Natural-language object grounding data
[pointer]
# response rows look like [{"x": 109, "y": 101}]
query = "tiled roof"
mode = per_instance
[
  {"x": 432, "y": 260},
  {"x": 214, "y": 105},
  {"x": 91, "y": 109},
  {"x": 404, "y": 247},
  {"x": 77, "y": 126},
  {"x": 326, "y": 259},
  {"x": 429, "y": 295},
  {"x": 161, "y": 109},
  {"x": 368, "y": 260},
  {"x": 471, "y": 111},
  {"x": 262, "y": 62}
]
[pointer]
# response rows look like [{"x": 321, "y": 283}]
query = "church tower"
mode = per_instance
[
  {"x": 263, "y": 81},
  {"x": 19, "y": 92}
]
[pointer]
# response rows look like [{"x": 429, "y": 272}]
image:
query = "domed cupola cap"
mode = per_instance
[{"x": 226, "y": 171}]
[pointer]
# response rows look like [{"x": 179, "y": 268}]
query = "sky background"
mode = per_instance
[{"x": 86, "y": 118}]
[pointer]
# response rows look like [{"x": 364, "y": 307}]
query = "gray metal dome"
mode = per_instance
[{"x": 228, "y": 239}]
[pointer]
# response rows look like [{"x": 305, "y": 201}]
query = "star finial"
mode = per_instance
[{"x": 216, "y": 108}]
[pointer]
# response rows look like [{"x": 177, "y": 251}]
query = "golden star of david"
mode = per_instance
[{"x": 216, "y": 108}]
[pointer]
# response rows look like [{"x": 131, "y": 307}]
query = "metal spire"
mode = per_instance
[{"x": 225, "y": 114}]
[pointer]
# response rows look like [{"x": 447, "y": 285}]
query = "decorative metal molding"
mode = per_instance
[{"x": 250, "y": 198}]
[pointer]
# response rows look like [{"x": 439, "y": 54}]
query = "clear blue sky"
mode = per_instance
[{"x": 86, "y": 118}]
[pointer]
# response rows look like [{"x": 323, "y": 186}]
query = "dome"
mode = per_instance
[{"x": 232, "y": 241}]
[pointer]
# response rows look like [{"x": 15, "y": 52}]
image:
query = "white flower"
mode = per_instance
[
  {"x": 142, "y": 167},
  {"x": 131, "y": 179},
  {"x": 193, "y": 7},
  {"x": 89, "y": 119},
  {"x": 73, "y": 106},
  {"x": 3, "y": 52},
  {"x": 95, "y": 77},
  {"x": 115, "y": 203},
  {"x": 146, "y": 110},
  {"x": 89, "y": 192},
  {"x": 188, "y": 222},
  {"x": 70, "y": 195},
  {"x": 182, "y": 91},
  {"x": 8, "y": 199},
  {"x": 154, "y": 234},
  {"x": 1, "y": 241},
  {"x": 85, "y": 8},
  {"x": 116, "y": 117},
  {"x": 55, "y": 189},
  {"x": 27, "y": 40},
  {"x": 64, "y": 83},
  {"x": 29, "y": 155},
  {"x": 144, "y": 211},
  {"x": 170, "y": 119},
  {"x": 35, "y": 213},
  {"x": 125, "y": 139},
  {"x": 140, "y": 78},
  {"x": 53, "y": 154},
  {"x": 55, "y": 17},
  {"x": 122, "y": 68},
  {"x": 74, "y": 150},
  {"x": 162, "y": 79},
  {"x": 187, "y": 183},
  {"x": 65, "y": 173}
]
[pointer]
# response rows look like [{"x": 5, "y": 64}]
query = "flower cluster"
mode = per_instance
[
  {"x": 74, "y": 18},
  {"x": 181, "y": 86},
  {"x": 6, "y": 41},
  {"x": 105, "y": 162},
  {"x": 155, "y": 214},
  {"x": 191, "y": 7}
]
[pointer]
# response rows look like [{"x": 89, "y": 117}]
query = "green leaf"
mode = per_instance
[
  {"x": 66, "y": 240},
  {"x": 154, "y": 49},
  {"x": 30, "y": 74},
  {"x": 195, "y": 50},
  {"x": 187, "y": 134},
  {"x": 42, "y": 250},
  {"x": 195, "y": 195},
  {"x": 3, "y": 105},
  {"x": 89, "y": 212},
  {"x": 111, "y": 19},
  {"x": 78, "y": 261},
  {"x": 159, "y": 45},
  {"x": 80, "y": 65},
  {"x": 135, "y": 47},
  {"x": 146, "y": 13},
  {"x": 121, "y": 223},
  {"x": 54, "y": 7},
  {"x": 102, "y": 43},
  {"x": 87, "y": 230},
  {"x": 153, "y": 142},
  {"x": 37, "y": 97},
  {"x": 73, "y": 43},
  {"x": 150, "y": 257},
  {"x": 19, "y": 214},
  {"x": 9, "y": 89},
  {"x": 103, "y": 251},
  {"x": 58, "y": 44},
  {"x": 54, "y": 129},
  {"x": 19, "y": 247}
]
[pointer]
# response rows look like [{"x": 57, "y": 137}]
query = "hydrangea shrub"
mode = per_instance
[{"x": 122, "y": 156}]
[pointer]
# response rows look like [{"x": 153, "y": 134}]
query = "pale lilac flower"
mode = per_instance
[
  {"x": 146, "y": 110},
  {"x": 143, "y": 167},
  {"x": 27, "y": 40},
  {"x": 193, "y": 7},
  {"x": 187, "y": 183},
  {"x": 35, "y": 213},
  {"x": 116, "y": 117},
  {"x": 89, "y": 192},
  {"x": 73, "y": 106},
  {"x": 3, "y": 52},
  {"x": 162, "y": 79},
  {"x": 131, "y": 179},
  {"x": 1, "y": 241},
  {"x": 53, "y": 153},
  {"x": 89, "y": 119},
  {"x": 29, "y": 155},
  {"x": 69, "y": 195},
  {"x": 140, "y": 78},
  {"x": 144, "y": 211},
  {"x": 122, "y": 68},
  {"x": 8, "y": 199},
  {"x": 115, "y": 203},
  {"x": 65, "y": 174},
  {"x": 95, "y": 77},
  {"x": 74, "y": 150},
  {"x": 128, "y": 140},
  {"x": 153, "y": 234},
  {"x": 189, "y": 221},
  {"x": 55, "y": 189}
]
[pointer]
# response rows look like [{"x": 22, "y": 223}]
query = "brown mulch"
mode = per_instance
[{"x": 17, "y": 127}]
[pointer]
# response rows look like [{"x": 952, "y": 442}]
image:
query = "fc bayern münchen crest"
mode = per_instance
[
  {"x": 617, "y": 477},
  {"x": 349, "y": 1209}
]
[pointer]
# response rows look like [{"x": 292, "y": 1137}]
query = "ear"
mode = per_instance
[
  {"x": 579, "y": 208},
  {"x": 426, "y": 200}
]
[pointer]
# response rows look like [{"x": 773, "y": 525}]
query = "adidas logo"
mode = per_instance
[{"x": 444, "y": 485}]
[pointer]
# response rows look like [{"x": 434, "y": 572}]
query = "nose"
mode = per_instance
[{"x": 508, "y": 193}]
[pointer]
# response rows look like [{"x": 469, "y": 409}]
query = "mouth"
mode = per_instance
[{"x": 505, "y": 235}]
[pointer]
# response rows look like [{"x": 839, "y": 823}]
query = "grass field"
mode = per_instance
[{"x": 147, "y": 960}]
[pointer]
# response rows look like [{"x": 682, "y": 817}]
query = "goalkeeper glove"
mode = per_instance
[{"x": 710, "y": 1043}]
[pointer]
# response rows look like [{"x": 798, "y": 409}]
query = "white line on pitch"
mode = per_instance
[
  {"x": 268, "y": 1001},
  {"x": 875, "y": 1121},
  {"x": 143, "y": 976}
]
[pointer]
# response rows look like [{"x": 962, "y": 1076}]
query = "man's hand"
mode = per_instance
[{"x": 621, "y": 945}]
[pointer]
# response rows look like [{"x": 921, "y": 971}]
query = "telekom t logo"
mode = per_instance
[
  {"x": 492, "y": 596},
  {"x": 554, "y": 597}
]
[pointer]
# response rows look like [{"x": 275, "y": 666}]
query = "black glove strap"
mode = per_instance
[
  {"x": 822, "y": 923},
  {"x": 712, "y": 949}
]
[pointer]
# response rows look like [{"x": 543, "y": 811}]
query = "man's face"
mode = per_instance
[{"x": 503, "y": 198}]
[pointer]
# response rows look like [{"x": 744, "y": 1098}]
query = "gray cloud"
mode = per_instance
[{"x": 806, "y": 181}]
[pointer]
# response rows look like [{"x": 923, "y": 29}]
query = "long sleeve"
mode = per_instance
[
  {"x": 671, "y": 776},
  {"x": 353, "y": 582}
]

§ Task description
The answer must be every line of the entries that includes the word "glove".

§ Solution for this exercise
query = "goalkeeper glove"
query = "black glove strap"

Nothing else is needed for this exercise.